> _EXTRACT PROVIDED_:

* * * * *

With the above to establish context...

With all due respect, GENTLEMEN, this is bullshit.

Stop for a moment, pull the cotton out of your ears and stuff it in your
mouth, and LOOK AT THE RECORDS.

LOOK at the WKPP track record under George.  Literally dozens of outings. 
Literally thousands of dives.  Literally miles of linear penetration,
literally miles of line laid at 285 ffw.  ZERO (0) fatalities and ONE (1)
incident that, by the grace of God and the hands of an experienced team,
was a save instead of a fatality.

Look at the other side.  Reread the Jane Ornstein body recovery report. 
Reread the West Palm Beach clusterfuck reports.  Reread Gilliam's List.

If diving is inherently so dangerous, and the WKPP practices don't mean
anything in terms of real safety, then the WKPP "should" have a death and
incident rate that is within, oh, say, one order of magnitude of the rest
of the world.  Except they DON'T.

I am a simple Advanced Open Water diver.  I am not a trimix diver, I am not
(yet) a cave diver.  I am also an engineer and I can do simple basic
statistical analysis, basic enough to know that ZERO DEFECTS (in this
contexts, zero fatalities) means that SOMEONE IS FRICKING DOING SOMETHING
RIGHT.

* * * * *

> _SET PROBLEM A_: Please pull out each line of the entries that contains the word "green".
The entries have no connection to the diving post.

* * * * *

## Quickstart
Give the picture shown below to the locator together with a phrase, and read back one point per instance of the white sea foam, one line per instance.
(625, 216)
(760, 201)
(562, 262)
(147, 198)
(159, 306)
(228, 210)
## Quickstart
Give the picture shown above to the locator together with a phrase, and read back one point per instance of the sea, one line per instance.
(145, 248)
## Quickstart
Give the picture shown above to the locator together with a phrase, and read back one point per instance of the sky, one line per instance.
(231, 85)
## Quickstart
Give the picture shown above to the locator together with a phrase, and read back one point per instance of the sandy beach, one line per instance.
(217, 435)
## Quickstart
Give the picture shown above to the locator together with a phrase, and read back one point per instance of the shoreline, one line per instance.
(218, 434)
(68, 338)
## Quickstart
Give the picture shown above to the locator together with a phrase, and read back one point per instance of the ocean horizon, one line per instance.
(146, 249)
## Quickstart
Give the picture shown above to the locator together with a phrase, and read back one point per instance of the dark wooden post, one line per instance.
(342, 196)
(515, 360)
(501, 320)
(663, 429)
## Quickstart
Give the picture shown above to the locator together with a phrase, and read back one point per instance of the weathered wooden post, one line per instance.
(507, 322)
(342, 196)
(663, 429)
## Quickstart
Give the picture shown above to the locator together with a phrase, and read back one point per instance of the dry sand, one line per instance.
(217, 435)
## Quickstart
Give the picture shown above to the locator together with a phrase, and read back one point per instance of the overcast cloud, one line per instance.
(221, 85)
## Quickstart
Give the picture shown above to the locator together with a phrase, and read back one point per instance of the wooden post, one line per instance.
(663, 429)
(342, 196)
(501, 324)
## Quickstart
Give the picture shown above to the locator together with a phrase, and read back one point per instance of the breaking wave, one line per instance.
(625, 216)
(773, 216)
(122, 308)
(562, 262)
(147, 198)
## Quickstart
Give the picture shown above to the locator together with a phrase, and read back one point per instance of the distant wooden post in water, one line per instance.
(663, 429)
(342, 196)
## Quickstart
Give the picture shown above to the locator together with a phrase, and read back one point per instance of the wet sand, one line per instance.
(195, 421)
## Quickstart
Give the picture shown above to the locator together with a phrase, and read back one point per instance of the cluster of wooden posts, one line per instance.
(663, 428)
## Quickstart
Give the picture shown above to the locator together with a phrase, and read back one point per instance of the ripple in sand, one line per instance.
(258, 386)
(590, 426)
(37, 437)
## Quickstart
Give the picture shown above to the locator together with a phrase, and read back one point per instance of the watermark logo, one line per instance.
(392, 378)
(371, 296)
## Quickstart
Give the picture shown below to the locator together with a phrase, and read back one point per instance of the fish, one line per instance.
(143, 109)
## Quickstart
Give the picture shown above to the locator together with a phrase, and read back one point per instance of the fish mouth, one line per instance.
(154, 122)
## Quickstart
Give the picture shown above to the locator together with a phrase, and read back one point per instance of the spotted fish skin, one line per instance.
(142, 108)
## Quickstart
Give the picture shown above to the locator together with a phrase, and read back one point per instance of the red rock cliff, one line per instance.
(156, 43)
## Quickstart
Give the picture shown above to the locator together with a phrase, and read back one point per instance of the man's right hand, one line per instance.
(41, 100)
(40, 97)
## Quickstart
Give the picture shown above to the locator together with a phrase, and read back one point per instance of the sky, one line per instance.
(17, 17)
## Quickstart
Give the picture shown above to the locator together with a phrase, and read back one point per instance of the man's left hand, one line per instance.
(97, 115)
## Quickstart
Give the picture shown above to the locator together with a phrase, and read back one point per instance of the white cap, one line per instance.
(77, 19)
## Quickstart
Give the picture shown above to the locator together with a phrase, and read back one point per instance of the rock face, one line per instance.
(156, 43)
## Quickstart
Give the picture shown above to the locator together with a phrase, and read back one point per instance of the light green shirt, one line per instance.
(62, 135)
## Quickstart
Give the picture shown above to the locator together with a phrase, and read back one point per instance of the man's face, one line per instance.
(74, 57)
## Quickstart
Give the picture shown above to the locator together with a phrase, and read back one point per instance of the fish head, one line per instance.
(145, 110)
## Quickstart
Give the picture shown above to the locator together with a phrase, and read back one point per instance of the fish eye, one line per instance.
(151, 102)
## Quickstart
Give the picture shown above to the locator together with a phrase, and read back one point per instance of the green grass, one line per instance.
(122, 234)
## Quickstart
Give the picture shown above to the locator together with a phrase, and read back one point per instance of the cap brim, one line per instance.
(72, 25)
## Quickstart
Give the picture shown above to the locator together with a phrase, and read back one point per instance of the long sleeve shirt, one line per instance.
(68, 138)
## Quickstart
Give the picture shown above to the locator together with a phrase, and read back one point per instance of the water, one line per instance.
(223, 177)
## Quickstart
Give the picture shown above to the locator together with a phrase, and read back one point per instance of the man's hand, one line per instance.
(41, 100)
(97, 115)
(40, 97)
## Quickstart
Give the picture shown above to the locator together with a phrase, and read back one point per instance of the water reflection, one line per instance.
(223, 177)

* * * * *

> _SET PROBLEM B_: Decide whether each statement agrees with the diving post, answering yes or no and quoting the words that settle it: (i) The writer is a trimix diver. (ii) The WKPP record under George shows zero fatalities. (iii) The writer is an engineer.

> _WRITTEN ANSWER A_:
Give the picture shown above to the locator together with a phrase, and read back one point per instance of the light green shirt, one line per instance.
Give the picture shown above to the locator together with a phrase, and read back one point per instance of the green grass, one line per instance.

> _WRITTEN ANSWER B_:
(i) No: "I am not a trimix diver"
(ii) Yes: "ZERO (0) fatalities"
(iii) Yes: "I am also an engineer"